HOW TO COMPLETE THIS TASK
Write out the material below exactly, with no line missing.

*** Block opens ***

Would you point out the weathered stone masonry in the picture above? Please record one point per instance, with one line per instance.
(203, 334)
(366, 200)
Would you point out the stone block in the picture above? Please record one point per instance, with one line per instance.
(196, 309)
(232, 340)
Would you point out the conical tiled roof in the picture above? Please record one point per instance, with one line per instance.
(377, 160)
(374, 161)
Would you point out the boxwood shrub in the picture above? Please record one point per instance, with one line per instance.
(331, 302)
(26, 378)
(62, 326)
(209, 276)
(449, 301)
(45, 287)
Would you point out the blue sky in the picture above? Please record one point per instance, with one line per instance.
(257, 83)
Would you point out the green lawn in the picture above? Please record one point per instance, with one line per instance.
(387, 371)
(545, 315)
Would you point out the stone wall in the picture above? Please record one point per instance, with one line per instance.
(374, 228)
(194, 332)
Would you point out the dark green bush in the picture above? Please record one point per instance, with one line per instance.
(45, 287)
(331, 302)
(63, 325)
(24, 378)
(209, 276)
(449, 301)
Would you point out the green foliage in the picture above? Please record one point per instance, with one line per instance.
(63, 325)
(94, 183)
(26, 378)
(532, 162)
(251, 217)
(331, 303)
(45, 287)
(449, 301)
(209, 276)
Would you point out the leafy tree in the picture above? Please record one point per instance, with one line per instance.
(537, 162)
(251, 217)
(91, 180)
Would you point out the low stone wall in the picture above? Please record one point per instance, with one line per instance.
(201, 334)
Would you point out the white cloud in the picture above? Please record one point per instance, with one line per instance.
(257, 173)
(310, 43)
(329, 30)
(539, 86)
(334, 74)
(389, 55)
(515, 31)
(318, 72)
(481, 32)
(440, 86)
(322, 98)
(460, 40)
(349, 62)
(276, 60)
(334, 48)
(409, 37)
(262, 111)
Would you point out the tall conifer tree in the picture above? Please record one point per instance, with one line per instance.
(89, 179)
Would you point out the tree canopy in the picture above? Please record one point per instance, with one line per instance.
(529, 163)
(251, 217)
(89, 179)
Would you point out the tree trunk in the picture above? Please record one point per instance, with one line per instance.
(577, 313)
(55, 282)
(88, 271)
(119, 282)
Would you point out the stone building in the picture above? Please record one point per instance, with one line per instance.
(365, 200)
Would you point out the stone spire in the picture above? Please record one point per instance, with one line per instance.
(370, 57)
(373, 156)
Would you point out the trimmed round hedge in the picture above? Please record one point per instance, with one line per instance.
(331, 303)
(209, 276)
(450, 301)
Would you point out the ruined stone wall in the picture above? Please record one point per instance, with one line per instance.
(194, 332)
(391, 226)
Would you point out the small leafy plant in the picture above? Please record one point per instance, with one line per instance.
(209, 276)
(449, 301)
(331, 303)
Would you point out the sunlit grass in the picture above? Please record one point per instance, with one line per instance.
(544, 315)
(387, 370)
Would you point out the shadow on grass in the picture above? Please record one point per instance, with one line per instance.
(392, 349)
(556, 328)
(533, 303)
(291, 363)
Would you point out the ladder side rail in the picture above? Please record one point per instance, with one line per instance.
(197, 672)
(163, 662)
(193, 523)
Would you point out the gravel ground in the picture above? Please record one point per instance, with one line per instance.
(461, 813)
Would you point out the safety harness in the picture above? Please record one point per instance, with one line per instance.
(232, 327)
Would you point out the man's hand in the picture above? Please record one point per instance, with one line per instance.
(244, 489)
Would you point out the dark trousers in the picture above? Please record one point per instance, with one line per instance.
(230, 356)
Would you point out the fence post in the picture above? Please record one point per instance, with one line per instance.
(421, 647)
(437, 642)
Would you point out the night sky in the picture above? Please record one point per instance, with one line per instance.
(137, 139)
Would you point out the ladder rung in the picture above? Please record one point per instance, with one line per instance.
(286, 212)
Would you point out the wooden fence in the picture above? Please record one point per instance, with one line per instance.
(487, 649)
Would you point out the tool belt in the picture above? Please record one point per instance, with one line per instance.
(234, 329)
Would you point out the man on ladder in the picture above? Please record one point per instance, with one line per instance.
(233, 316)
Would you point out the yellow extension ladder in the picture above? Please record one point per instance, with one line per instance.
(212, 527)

*** Block closes ***

EXERCISE RESPONSE
Would you point out the weathered stone masonry in the picture above? Please record one point per instance, with one line per instance.
(203, 334)
(366, 200)
Would you point out the stone block in the picture above? Please record one point per instance, with one line per instance.
(196, 309)
(232, 340)
Would you point out the conical tiled roof in the picture above? Please record one point per instance, with one line per instance.
(377, 160)
(374, 161)
Would you point out the boxwood shrub in the picture above? Please record one point per instance, with one line per instance.
(331, 302)
(26, 378)
(62, 326)
(209, 276)
(449, 301)
(45, 287)
Would you point out the blue sky in the picture above? Please record one point per instance, with one line per instance.
(257, 83)
Would you point out the green lawn in the picture above? Please record one point per instance, with one line per instance.
(387, 371)
(545, 315)
Would you point out the stone wall in the picture above? Please record one point per instance, with one line per instance.
(374, 228)
(194, 332)
Would you point out the dark green bush in the picture above? Please record one point per instance, with one line per instance.
(45, 287)
(331, 302)
(63, 325)
(24, 378)
(209, 276)
(449, 301)
Would you point out the green foliage in the picture above? Please record one point per instance, with one line per instance.
(63, 325)
(94, 183)
(26, 378)
(532, 162)
(251, 217)
(331, 303)
(45, 287)
(449, 301)
(209, 276)
Would you point out the leafy tree in the picture above? Please record one point per instance, with one line per instance.
(537, 162)
(251, 217)
(91, 180)
Would you point out the low stone wall in the picture above? Please record one point per instance, with one line per instance.
(201, 334)
Would you point out the white cloud in the picture above? Please record one point per instance, with one line per instance.
(257, 173)
(310, 43)
(329, 30)
(539, 86)
(334, 74)
(389, 55)
(515, 31)
(318, 72)
(481, 32)
(440, 86)
(322, 98)
(460, 40)
(349, 62)
(276, 60)
(334, 48)
(409, 37)
(262, 111)
Would you point out the tall conifer tree in the picture above? Please record one point per instance, with one line per instance.
(89, 179)
Would you point out the tree canopy in the picture above? Please record one point per instance, with one line per instance.
(529, 163)
(251, 217)
(89, 179)
Would you point out the tree trunk in the picture above? Please record one point per instance, with one line per instance.
(577, 313)
(55, 282)
(88, 271)
(119, 282)
Would you point out the stone building in the picture above? Please record one point per instance, with one line per instance.
(365, 200)
Would you point out the stone spire in the picture above? Please record one point per instance, with one line per instance.
(370, 57)
(373, 156)
Would you point out the trimmed round hedge in the picture above? Please record one point per instance, with one line per instance.
(331, 303)
(209, 276)
(450, 301)
Would you point out the ruined stone wall in the picture above? Please record one point per instance, with one line per instance.
(194, 332)
(391, 226)
Would you point out the small leafy plant in the picture above? Please record one point per instance, with one line per instance.
(209, 276)
(449, 301)
(331, 303)
Would you point out the sunlit grass in the picture above? Please record one point per instance, with one line per instance.
(544, 315)
(387, 370)
Would you point out the shadow on grass in the picture above? Please record one point per instance, with one line per instance.
(392, 349)
(556, 328)
(533, 303)
(291, 363)
Would you point out the ladder side rail in the picture above? Please record one point per instance, with one line per instance.
(197, 672)
(163, 662)
(193, 523)
Would you point out the gravel ground in the picture above? Please record one point per instance, with one line per instance.
(461, 813)
Would you point out the safety harness in the picture above? Please record one point per instance, with one line per instance.
(232, 327)
Would you point out the man's hand in the picture above? Please record one point per instance, with one line per instance.
(244, 489)
Would you point out the dark trousers in the picture above? Please record one point per instance, with one line per instance.
(230, 356)
Would you point out the fence post in the picture above? Please record one point per instance, with one line per instance.
(421, 647)
(437, 642)
Would you point out the night sky in the picture above? Please record one point per instance, with one line per instance.
(137, 139)
Would you point out the ladder rung in the picture above? Please record one point per instance, with one line per instance.
(286, 212)
Would you point out the wooden fence in the picture above? Please record one point per instance, with one line per instance.
(487, 649)
Would you point out the tool belt in the picture above? Please record one point per instance, with one line per instance.
(234, 329)
Would you point out the man on ladder in the picture above? Please record one point per instance, with one line per instance.
(233, 316)
Would you point out the yellow extension ladder in the picture above? Please record one point per instance, with one line per instance.
(212, 527)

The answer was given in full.